▸ Assignment
Make a verbatim copy of all the records.

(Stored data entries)
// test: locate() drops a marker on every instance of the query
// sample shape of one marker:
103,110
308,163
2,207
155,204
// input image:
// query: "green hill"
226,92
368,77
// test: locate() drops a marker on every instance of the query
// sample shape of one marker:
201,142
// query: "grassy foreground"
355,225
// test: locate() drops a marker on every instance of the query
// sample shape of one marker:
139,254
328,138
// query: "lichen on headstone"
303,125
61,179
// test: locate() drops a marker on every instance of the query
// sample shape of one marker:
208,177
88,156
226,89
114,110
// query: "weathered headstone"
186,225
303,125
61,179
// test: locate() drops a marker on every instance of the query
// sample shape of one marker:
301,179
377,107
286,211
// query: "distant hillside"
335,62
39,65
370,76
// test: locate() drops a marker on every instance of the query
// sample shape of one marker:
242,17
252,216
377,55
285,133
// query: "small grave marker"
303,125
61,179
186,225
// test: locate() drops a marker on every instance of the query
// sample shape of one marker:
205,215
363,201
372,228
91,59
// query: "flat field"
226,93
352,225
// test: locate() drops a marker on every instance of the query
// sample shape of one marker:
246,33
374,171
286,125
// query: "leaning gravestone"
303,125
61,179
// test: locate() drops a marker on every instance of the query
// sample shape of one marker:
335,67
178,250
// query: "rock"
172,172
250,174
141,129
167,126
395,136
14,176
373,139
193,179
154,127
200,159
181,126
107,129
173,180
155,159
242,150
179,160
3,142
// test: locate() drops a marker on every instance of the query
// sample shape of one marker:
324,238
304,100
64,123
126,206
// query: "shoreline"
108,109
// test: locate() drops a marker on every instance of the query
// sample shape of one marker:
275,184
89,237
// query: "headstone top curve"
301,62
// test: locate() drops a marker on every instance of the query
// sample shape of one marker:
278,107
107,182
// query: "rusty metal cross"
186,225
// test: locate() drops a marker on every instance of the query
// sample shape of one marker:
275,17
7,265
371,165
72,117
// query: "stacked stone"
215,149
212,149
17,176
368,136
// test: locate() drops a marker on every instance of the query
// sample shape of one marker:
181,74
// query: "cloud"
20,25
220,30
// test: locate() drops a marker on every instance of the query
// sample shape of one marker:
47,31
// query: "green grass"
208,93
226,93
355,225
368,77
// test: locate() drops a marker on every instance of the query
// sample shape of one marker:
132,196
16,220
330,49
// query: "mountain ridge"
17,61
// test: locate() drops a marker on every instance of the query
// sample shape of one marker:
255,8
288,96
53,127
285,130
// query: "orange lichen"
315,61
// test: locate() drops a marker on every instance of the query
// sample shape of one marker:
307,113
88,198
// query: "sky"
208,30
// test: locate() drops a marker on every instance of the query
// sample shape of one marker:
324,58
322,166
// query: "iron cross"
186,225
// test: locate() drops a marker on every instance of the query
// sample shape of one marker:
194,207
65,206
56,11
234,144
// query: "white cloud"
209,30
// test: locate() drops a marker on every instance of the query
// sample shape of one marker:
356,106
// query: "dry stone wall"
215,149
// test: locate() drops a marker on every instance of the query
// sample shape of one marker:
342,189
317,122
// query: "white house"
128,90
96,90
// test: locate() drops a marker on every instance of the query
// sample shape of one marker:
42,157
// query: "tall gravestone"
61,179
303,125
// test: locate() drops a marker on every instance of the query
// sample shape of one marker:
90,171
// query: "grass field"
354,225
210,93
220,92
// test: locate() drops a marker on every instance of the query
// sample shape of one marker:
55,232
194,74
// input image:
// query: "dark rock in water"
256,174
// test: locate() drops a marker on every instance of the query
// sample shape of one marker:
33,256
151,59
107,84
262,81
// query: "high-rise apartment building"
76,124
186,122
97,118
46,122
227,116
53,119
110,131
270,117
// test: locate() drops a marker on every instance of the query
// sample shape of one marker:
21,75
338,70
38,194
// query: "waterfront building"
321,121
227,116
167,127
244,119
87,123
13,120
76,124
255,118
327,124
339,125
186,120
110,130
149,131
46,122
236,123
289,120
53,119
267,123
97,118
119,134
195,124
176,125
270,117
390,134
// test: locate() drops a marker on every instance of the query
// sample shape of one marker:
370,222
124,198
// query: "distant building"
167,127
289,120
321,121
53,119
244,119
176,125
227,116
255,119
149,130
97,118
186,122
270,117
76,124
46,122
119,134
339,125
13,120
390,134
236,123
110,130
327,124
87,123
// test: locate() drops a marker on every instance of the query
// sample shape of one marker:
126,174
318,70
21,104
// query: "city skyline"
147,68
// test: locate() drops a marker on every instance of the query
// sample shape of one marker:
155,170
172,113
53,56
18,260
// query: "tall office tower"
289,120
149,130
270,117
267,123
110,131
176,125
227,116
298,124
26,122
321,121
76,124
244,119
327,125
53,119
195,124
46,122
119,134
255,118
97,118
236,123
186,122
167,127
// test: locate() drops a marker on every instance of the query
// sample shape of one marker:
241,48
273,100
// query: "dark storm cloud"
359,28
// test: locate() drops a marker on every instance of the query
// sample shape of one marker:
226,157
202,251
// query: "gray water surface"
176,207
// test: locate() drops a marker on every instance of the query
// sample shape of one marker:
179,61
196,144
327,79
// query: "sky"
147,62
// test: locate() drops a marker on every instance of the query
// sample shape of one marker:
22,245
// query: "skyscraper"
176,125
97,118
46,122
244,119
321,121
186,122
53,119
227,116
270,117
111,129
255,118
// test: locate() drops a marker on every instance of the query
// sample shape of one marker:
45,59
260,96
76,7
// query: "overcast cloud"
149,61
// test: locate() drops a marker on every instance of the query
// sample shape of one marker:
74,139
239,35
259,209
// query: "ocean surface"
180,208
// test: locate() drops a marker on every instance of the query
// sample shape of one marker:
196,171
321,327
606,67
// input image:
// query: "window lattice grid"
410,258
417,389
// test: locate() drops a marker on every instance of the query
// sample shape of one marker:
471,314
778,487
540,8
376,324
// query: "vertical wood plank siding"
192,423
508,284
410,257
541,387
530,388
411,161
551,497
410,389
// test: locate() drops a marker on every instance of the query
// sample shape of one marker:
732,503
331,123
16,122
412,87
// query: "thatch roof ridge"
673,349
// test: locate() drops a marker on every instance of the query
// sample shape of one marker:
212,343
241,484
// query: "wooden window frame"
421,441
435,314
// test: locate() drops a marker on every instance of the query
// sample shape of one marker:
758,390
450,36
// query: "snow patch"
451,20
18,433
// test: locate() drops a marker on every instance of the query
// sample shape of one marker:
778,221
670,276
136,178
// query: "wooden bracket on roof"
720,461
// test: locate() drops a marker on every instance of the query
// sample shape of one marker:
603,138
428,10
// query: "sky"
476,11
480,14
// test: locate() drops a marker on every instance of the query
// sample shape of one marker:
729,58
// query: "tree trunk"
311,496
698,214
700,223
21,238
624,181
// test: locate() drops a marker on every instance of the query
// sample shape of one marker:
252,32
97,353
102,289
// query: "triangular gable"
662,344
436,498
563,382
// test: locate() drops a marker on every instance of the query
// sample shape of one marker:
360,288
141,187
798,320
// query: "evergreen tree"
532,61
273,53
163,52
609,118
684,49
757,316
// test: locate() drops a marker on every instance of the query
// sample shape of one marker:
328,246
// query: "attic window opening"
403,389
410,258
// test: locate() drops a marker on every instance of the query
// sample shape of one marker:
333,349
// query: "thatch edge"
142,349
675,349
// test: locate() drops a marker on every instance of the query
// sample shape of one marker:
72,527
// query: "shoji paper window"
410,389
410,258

▸ Finished task
// test: locate() drops a marker on every instance of the query
// sample shape of one marker:
103,110
308,163
2,207
155,204
// input image:
// query: "green hill"
226,92
368,77
// test: locate() drops a marker on every instance of the query
// sample shape of one marker:
201,142
// query: "grassy foreground"
355,225
// test: locate() drops a marker on every instance of the query
// sample shape of one marker:
139,254
328,138
// query: "lichen on headstone"
303,125
61,179
// test: locate() drops a marker on every instance of the query
// sample shape of one marker:
208,177
88,156
226,89
114,110
// query: "weathered headstone"
186,225
303,125
61,179
// test: locate() drops a marker on every instance of the query
// sample shape of one marker:
301,179
377,107
286,211
// query: "distant hillside"
335,62
39,65
370,76
// test: locate() drops a marker on every instance of the query
// sample shape of one marker:
242,17
252,216
377,55
285,133
// query: "small grave marker"
303,125
61,179
186,225
// test: locate() drops a marker on every instance of the query
// sample shape of one marker:
205,215
363,201
372,228
91,59
// query: "flat field"
226,93
352,225
// test: locate() drops a marker on every instance of the query
// sample shape of one marker:
246,33
374,171
286,125
// query: "leaning gravestone"
303,125
61,179
// test: locate() drops a marker on every instance of the query
// sample shape of one marker:
335,67
178,250
// query: "rock"
172,172
250,174
141,129
167,126
395,136
14,176
373,139
193,179
154,127
200,159
181,126
107,129
173,180
155,159
242,150
179,160
3,142
// test: locate() drops a marker on every instance of the query
// sample shape of one marker:
324,238
304,100
64,123
126,206
// query: "shoreline"
108,109
// test: locate() drops a marker on every instance of the query
// sample shape of one marker:
275,184
89,237
// query: "headstone top curve"
301,62
// test: locate() drops a marker on every instance of the query
// sample shape of one marker:
278,107
107,182
// query: "rusty metal cross"
186,225
// test: locate() drops a marker on every instance of the query
// sample shape of one marker:
275,17
7,265
371,165
72,117
// query: "stacked stone"
215,149
212,149
17,176
368,136
// test: locate() drops a marker on every instance of the query
// sample shape of one marker:
181,74
// query: "cloud"
20,25
220,30
// test: locate() drops a marker on every instance of the query
// sample shape of one marker:
47,31
// query: "green grass"
208,93
226,93
355,225
368,77
// test: locate() drops a marker on every instance of the query
// sample shape of one marker:
132,196
16,220
330,49
// query: "mountain ridge"
17,61
// test: locate() drops a marker on every instance of the query
// sample shape of one marker:
255,8
288,96
53,127
285,130
// query: "orange lichen"
315,61
// test: locate() drops a marker on every instance of the query
// sample shape of one marker:
307,113
88,198
// query: "sky"
208,30
// test: locate() drops a marker on every instance of the query
// sample shape of one marker:
324,58
322,166
// query: "iron cross"
186,225
// test: locate() drops a marker on every instance of the query
// sample shape of one marker:
194,207
65,206
56,11
234,144
// query: "white cloud"
209,30
// test: locate() drops a marker on every instance of the query
// sample shape of one marker:
356,106
// query: "dry stone wall"
215,149
// test: locate() drops a marker on every instance of the query
// sample shape of one marker:
342,189
317,122
// query: "white house"
128,90
96,90
// test: locate() drops a marker on every instance of the query
// sample shape of one marker:
42,157
// query: "tall gravestone"
61,179
303,125
// test: locate() drops a marker on every instance of the query
// sample shape of one marker:
90,171
// query: "grass field"
354,225
210,93
220,92
// test: locate() drops a marker on every instance of the query
// sample shape of one marker:
55,232
194,74
// input image:
// query: "dark rock in water"
256,174
// test: locate() drops a marker on every instance of the query
// sample shape of one marker:
33,256
151,59
107,84
262,81
// query: "high-rise apartment building"
76,124
186,122
97,118
46,122
227,116
53,119
110,131
270,117
// test: locate() drops a marker on every instance of the query
// sample shape of one marker:
21,75
338,70
38,194
// query: "waterfront building"
321,121
227,116
167,127
244,119
87,123
13,120
76,124
255,118
327,124
339,125
186,120
110,130
149,131
46,122
236,123
289,120
53,119
267,123
97,118
119,134
195,124
176,125
270,117
390,134
// test: locate() drops a marker on every instance of the query
// sample shape of one marker:
370,222
124,198
// query: "distant building"
167,127
289,120
321,121
53,119
244,119
176,125
227,116
255,119
149,130
97,118
186,122
270,117
76,124
46,122
119,134
339,125
13,120
390,134
236,123
110,130
327,124
87,123
// test: locate() drops a marker on every instance of the query
// sample shape of one marker:
126,174
318,70
21,104
// query: "city skyline"
147,68
// test: locate() drops a marker on every instance of the query
// sample shape of one marker:
155,170
172,113
53,56
18,260
// query: "tall office tower"
289,120
149,130
270,117
267,123
110,131
176,125
227,116
298,124
26,122
321,121
76,124
244,119
327,125
53,119
195,124
46,122
119,134
255,118
97,118
236,123
186,122
167,127
// test: locate() drops a marker on every instance of the query
// sample shape of one marker:
241,48
273,100
// query: "dark storm cloud"
359,28
// test: locate() drops a marker on every instance of the query
// sample shape of one marker:
226,157
202,251
// query: "gray water surface"
176,207
// test: locate() drops a marker on every instance of the query
// sample shape of one marker:
179,61
196,144
327,79
// query: "sky"
147,62
// test: locate() drops a marker on every instance of the query
// sample shape of one marker:
22,245
// query: "skyscraper"
176,125
97,118
46,122
244,119
321,121
186,122
53,119
227,116
270,117
111,129
255,118
// test: locate() drops a marker on every instance of the query
// sample shape of one marker:
45,59
260,96
76,7
// query: "overcast cloud"
149,61
// test: locate() drops a marker on every instance of the query
// sample shape of one marker:
74,139
239,35
259,209
// query: "ocean surface"
180,208
// test: locate() drops a marker on every instance of the query
// sample shape of one marker:
196,171
321,327
606,67
// input image:
// query: "window lattice grid"
410,258
417,389
// test: locate() drops a marker on every instance of the query
// sample shape of one marker:
471,314
778,487
540,8
376,324
// query: "vertical wood plank siding"
192,423
508,284
410,257
541,387
530,388
411,161
551,497
410,389
// test: locate() drops a marker on every instance of the query
// sample shape of one marker:
732,503
331,123
16,122
412,87
// query: "thatch roof ridge"
673,349
// test: locate() drops a marker on every instance of the query
// sample shape of one marker:
212,343
241,484
// query: "wooden window frame"
421,441
435,314
// test: locate() drops a marker on every instance of the query
// sample shape of one marker:
758,390
450,36
// query: "snow patch"
451,20
18,433
// test: locate() drops a marker on every instance of the query
// sample shape of one marker:
778,221
670,276
136,178
// query: "wooden bracket on roof"
720,461
// test: locate() drops a marker on every instance of the query
// sample shape of one marker:
603,138
428,10
// query: "sky"
476,11
480,14
// test: locate() drops a marker on every instance of the query
// sample shape of one marker:
729,58
// query: "tree trunk"
311,496
698,214
700,223
21,238
624,181
// test: locate() drops a marker on every instance of the query
// sample shape of one marker:
252,32
97,353
102,289
// query: "triangular gable"
662,344
436,498
563,382
// test: locate() drops a marker on every instance of the query
// sample shape of one marker:
360,288
141,187
798,320
// query: "evergreen tree"
532,61
273,53
163,52
609,118
684,49
757,316
// test: locate() drops a marker on every instance of the query
// sample shape of one marker:
328,246
// query: "attic window opening"
403,389
410,258
// test: locate() drops a marker on every instance of the query
// sample shape of one marker:
333,349
// query: "thatch edge"
142,349
675,349
// test: locate() drops a marker on every instance of the query
// sample shape of one marker:
72,527
// query: "shoji paper window"
410,389
410,258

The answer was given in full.